■ TEXTO PROPORCIONADO ■
......

Para una historia de la infamia: A LOS CIEN AÑOS DEL ROBO DE PANAMÁ

«En la vida de los pueblos como en la de los individuos, hay hechos que no pueden excusarse, ataques que no es posible pasar inadvertidos, batallas que es preciso librar a toda costa. Cuando se trata de la dignidad y del honor, no es correcto medir ni pesar la fuerza del adversario. Sólo es correcto combatir; y sólo eso imprime gloria, ya sea que se alcance el triunfo, ya sea que se muera en la demanda».
Juan Bautista Pérez y Soto, en Manifiesto a la Nación, el 11 de noviembre de 1903, la semana siguiente al robo de Panamá.

El 6 de noviembre de 1903, el mayor Murray Black, de la armada norteamericana, izaba la bandera panameña en la prefectura de la ciudad de Panamá en reemplazo de la insignia colombiana. Tres días antes había sido proclamada la nueva república por un puñado de traidores. Fondeados en el puerto vigilaban la ceremonia los acorazados Nashville y Dixie de la armada estadounidense. Días después llegarían nueve navíos de guerra más en prevención de cualquier ataque de las fuerzas colombianas. No sucedería nunca. El batallón Colombia, al mando del general Esteban Huertas, había sido ya comprado por Manuel Amador Guerrero con parte de los cien mil dólares recibidos un mes antes en el Hotel Waldorff Astoria de Nueva York de manos del aventurero francés Philippe Bunau-Varilla. En la cárcel aguardaban siete generales colombianos que se habían dejado apresar por Huertas. Sólo seis tiros inofensivos de cañón fueron disparados por el ejército colombiano para defender el Istmo. Murieron un ciudadano chino y un burro.

......

■ MATERIAL PROPORCIONADO ■

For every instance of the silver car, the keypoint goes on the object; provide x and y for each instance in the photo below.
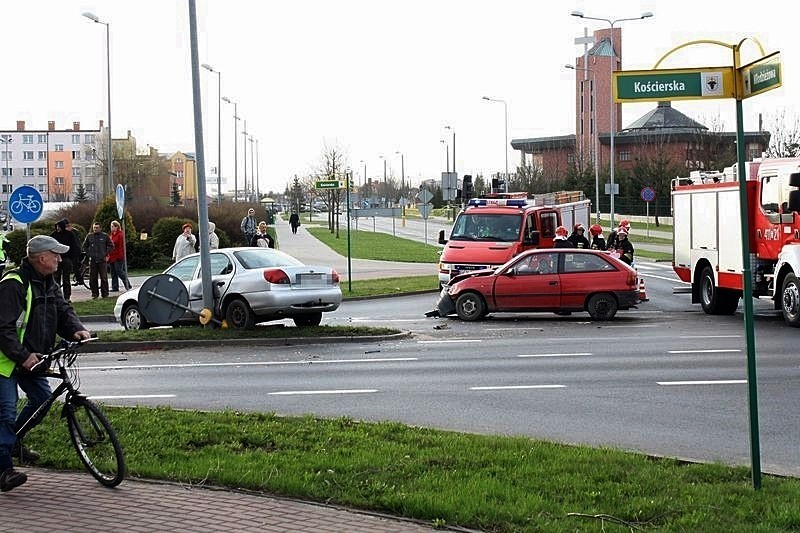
(250, 285)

......

■ TRABAJO POR REALIZAR ■
[1] ¿Quién izó la bandera panameña en la prefectura de la ciudad de Panamá el 6 de noviembre de 1903, según el texto sobre el robo de Panamá?
[2] Transcribe del texto sobre el robo de Panamá todo lo que va desde "Para una historia" hasta "robo de Panamá.".
[3] Continúa el texto sobre el robo de Panamá a partir de su última oración.
El listado es un material independiente del texto.

■ RESPUESTAS ■
[1] El mayor Murray Black, de la armada norteamericana.

[2]
Para una historia de la infamia: A LOS CIEN AÑOS DEL ROBO DE PANAMÁ

«En la vida de los pueblos como en la de los individuos, hay hechos que no pueden excusarse, ataques que no es posible pasar inadvertidos, batallas que es preciso librar a toda costa. Cuando se trata de la dignidad y del honor, no es correcto medir ni pesar la fuerza del adversario. Sólo es correcto combatir; y sólo eso imprime gloria, ya sea que se alcance el triunfo, ya sea que se muera en la demanda».
Juan Bautista Pérez y Soto, en Manifiesto a la Nación, el 11 de noviembre de 1903, la semana siguiente al robo de Panamá.

[3]
Entre junio y octubre, Teodoro Roosevelt y dos personajes de la especulación financiera internacional, Nelson William Cromwell y Bunau-Varilla, habían acordado la separación de Panamá para tomarse la zona del Canal. Fijaron la fecha del 3 de noviembre, en la cual se conmemora la independencia norteamericana. Cromwell se había ganado la confianza de Roosevelt; se trataba de igual a igual con todos los senadores involucrados en la legislación pertinente; había descrestado al embajador Martínez Silva y derrumbado la barrera de la prevención de José Vicente Concha en Washington; amarró la firma de Tomás Herrán en el Tratado Herrán-Hay; se confabuló con Bunau-Varilla; sobornó al hijo del presidente Marroquín y se convirtió en director de los traidores panameños. Desde su compañía de especulación, Sullivan & Cromwell, se operaron los gigantescos negociados de la compra de las acciones de la compañía francesa del Canal, de su transferencia a la nueva compañía del Canal, la Compañía Interoceánica de Panamá, en fin, de todas las transacciones francesas y norteamericanas.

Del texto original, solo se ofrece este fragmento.